Available data —
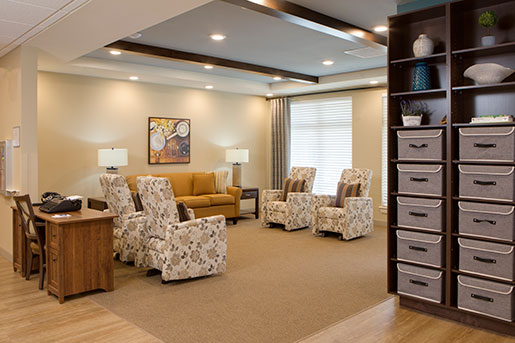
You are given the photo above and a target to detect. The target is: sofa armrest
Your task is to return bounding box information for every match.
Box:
[227,186,243,218]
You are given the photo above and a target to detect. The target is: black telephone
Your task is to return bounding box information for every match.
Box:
[39,192,82,213]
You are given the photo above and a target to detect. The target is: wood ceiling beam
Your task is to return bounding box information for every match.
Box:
[105,40,318,83]
[221,0,387,51]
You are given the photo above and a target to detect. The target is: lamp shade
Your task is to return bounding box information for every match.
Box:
[98,148,129,167]
[225,149,249,163]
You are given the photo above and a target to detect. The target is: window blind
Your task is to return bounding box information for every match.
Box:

Short exercise — Repeat all the entries above word for word, leaving the picture out of your answer.

Expected answer —
You are given the photo above and a target to detect. The target is: sofa armrest
Your task is to return bounding box information for every match.
Box:
[227,186,243,218]
You are given the photo above and a target to detect. The target is: black telephone
Your task is to return bounding box information for every match.
Box:
[39,192,82,213]
You are given the photo above and a target to detect. The target is: wood ceiling beam
Your task is to return bounding box information for every match.
Box:
[105,40,318,83]
[221,0,387,51]
You are given the photo above and a target to detect. The target is: lamp shade
Your task is to return bounding box information for every match.
Box:
[98,148,129,167]
[225,149,249,163]
You are given the photo above and a target to detect. The target is: window blind
Your task is to return bounding box information for every match.
Box:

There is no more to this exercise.